▸ Supplied records:
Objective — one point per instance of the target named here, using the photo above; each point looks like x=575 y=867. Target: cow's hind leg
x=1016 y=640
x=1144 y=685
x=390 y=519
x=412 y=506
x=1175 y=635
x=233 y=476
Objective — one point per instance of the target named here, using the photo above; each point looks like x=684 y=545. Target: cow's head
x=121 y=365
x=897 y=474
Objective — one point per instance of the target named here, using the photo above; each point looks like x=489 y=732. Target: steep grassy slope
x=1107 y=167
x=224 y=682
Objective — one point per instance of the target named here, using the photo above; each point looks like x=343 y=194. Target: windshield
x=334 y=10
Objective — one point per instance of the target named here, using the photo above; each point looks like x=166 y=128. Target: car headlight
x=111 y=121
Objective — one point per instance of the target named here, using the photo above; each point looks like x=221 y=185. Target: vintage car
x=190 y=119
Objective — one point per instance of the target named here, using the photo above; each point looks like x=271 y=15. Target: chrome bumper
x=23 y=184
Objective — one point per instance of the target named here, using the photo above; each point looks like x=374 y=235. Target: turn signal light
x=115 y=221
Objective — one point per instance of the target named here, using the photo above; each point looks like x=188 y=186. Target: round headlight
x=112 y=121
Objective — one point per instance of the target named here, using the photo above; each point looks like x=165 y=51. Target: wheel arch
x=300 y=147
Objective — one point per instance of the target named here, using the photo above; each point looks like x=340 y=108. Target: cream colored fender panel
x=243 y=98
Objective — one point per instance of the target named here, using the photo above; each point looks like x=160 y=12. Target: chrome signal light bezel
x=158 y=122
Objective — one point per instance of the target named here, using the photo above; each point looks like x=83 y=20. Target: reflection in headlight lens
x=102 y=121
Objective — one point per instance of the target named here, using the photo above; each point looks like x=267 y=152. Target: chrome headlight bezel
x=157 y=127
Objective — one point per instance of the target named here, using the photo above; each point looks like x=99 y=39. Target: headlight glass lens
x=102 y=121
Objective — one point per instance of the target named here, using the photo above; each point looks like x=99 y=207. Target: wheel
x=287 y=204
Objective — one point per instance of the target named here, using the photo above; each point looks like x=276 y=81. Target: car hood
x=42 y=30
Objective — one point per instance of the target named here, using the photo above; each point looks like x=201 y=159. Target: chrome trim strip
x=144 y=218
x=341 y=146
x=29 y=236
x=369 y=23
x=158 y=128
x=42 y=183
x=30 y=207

▸ Task goal:
Please put the material above into a JSON list of strings, one string per line, leaving out blank lines.

▸ Result for this exercise:
[
  "Objective — one point per instance of the target named here, using the photo above; each point looks like x=575 y=867. Target: cow's hind leg",
  "x=1016 y=640",
  "x=1144 y=685",
  "x=390 y=519",
  "x=412 y=506",
  "x=1175 y=635",
  "x=233 y=476",
  "Objective — one point per instance of the target named here, using the photo above; each point looks like x=684 y=545. Target: cow's head",
  "x=121 y=365",
  "x=897 y=474",
  "Objective — one point per instance of the target named here, using the photo above; each point looks like x=489 y=732. Target: steep grassy slope",
  "x=1107 y=167",
  "x=224 y=682",
  "Objective — one point per instance of the target named here, using the photo above; each point looks like x=343 y=194. Target: windshield",
  "x=334 y=10",
  "Objective — one point per instance of the target named here, using the photo above; each point looks like x=166 y=128. Target: car headlight",
  "x=111 y=121",
  "Objective — one point per instance of the target named here, using the photo above; each point looks like x=221 y=185. Target: vintage car",
  "x=190 y=119",
  "Objective — one point per instance of the target named here, using the photo above; each point looks like x=271 y=15. Target: chrome bumper",
  "x=23 y=184",
  "Objective — one point per instance of the target named here, using the photo above; each point looks like x=374 y=235. Target: turn signal light",
  "x=115 y=221",
  "Objective — one point per instance of the target named here, using the photo above; each point looks like x=188 y=186. Target: round headlight",
  "x=112 y=121",
  "Objective — one point per instance of the target named here, using the photo above; each point looks like x=165 y=51. Target: wheel arch",
  "x=300 y=147",
  "Objective — one point per instance of the target named here, using the photo above; each point looks like x=340 y=108. Target: cream colored fender panel",
  "x=243 y=98",
  "Objective — one point per instance of the target named here, using the photo above; each point looks like x=160 y=12. Target: chrome signal light bezel",
  "x=158 y=122",
  "Objective — one point per instance of the target named here, using the photo above; each point looks like x=83 y=20. Target: reflection in headlight lens",
  "x=102 y=121",
  "Objective — one point per instance of the target named here, using the photo above; each point looks like x=267 y=152. Target: chrome headlight bezel",
  "x=157 y=127",
  "Objective — one point per instance of the target named here, using the photo above; each point looks like x=99 y=39. Target: headlight glass lens",
  "x=102 y=121",
  "Objective — one point per instance of the target named here, using the photo above; each point looks like x=99 y=207. Target: wheel",
  "x=287 y=204",
  "Objective — one point per instance of the target named here, using the photo above; each point looks like x=276 y=81. Target: car hood",
  "x=42 y=30",
  "Objective — one point per instance of the target named here, using the photo above; each point looks like x=201 y=159. Target: chrome trim strip",
  "x=144 y=218",
  "x=341 y=146",
  "x=29 y=236",
  "x=369 y=23",
  "x=158 y=128",
  "x=42 y=183",
  "x=30 y=207"
]